WRITTEN TASK
Answer these from the film entry on My Daughter Lives in Vienna:
(a) Who edited the film?
(b) How long does it run?
(c) What kind of comedy does the closing sentence call it?

- Dorit Kreysler and Elfriede Datzig
- German: Meine Tochter lebt in Wien
- Directed by: E. W. Emo
- Written by: Curt J. Braun Fritz Koselka
- Produced by: Franz Antel; Karl Hartl; Erich von Neusser;
- Starring: Elfriede Datzig; Hans Moser; O. W. Fischer;
- Cinematography: Georg Bruckbauer
- Edited by: Munni Obal
- Music by: Heinrich Strecker
- Production company: Wien-Film
- Release date: 16 July 1940;
- Running time: 85 minutes
- Country: Germany
- Language: German

= My Daughter Lives in Vienna =

1940 film

My Daughter Lives in Vienna (Meine Tochter lebt in Wien) is a 1940 German comedy film of mistaken identities (comedy of errors) directed by E. W. Emo and starring Elfriede Datzig, Annie Rosar, Hans Moser, and O. W. Fischer.

DATA EXCERPT
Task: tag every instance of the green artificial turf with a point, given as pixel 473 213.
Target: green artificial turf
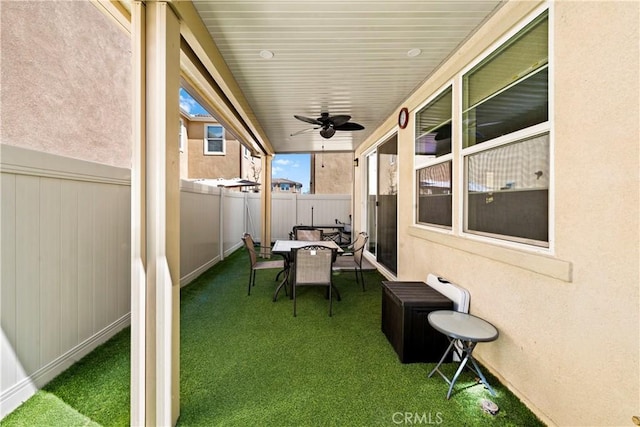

SOLUTION BELOW
(a) Munni Obal
(b) 85 minutes
(c) A comedy of mistaken identities (comedy of errors)